═══ Source records ═══
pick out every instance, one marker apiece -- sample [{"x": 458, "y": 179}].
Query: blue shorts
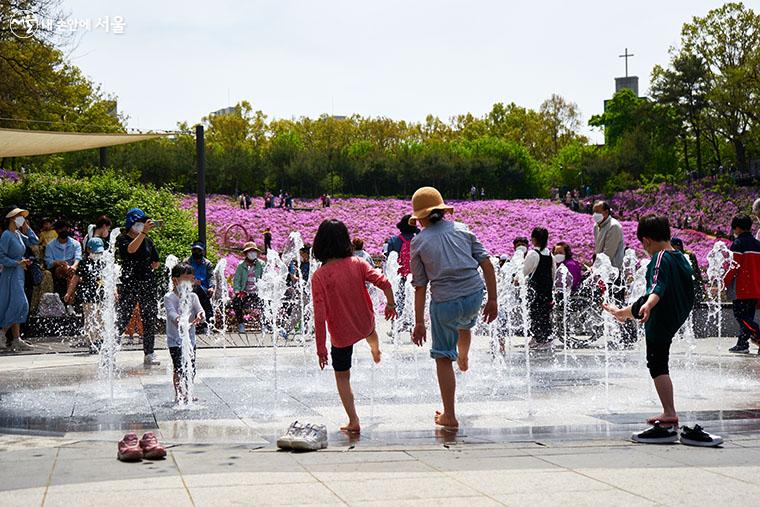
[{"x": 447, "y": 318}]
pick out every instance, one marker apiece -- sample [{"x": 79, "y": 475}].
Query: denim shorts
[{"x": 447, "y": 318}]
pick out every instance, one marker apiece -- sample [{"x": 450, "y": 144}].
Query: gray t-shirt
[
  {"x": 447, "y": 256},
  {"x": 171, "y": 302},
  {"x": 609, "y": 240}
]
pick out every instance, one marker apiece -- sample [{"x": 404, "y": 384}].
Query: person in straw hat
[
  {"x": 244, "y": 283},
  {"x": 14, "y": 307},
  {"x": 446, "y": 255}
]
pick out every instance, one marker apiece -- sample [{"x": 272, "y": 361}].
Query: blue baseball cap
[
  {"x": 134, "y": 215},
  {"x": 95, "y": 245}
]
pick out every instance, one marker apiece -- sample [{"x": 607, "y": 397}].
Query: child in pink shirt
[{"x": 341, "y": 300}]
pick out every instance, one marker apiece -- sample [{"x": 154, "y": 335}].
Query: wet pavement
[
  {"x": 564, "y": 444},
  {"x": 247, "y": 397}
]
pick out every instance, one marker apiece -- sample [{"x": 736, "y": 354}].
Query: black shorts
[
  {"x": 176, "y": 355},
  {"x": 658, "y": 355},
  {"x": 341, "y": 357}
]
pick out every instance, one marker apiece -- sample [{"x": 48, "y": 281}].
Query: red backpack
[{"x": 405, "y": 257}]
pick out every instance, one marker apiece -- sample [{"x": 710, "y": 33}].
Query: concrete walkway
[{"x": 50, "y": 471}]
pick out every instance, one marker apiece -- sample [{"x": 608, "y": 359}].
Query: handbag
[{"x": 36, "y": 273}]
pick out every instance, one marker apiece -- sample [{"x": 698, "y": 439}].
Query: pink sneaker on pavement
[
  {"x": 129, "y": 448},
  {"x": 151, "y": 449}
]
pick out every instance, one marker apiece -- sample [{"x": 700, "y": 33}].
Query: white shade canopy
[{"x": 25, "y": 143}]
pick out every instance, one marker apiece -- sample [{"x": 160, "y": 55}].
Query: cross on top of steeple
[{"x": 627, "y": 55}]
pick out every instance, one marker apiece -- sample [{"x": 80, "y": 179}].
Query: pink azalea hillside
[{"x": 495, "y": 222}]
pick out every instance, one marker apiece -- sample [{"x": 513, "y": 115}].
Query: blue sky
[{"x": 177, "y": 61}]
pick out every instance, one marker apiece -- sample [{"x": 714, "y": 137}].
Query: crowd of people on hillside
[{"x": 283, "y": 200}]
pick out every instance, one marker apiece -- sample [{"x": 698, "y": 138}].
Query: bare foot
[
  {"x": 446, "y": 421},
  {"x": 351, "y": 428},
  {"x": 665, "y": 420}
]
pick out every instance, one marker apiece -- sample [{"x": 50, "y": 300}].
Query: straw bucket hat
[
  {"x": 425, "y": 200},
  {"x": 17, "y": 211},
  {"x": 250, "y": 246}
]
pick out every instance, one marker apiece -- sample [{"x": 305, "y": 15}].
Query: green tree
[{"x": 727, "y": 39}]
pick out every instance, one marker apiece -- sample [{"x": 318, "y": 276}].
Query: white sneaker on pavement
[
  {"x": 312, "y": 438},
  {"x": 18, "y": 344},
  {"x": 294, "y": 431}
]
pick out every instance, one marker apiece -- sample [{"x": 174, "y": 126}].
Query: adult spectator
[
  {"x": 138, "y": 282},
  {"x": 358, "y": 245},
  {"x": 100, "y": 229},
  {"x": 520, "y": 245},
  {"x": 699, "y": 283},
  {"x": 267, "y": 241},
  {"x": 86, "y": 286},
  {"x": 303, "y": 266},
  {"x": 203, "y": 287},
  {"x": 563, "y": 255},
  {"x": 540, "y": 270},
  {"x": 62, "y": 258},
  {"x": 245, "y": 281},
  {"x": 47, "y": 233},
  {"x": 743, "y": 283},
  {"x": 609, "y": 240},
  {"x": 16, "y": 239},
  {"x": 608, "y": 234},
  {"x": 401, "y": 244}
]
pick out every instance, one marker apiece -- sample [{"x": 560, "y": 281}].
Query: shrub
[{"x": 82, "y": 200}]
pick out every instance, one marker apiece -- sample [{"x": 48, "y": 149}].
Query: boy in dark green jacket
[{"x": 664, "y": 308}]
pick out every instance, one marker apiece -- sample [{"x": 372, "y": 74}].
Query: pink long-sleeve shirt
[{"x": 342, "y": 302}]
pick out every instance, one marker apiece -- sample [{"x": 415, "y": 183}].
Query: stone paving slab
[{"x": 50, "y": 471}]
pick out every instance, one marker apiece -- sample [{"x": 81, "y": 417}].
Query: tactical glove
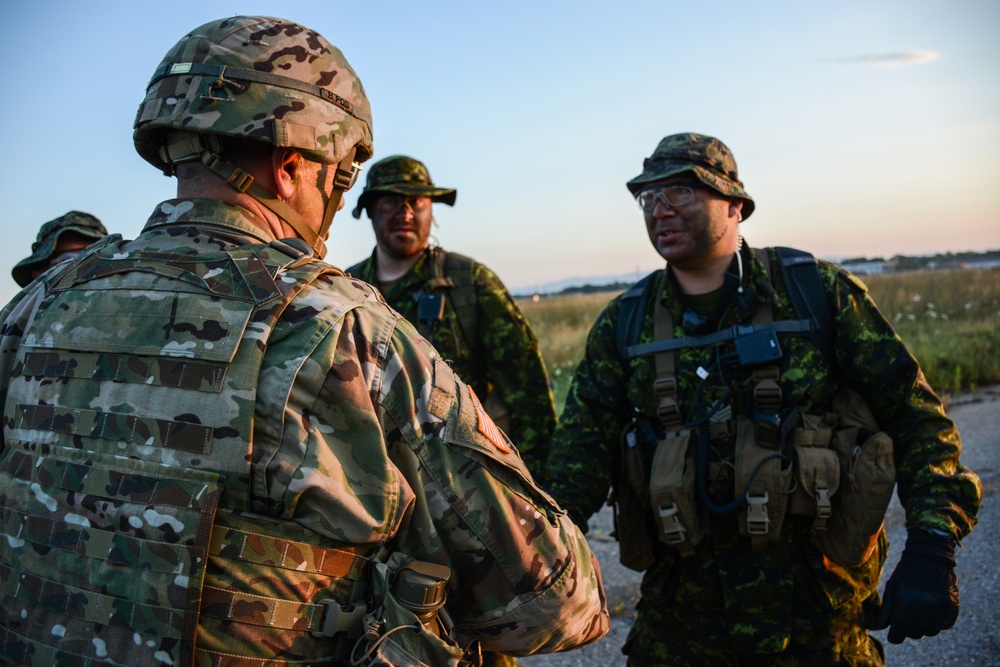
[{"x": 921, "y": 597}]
═══
**Task description:** List every line in the entries above that contains the string "straw", matching case exactly.

**Reply:**
Query: person in straw hat
Query: straw bucket hat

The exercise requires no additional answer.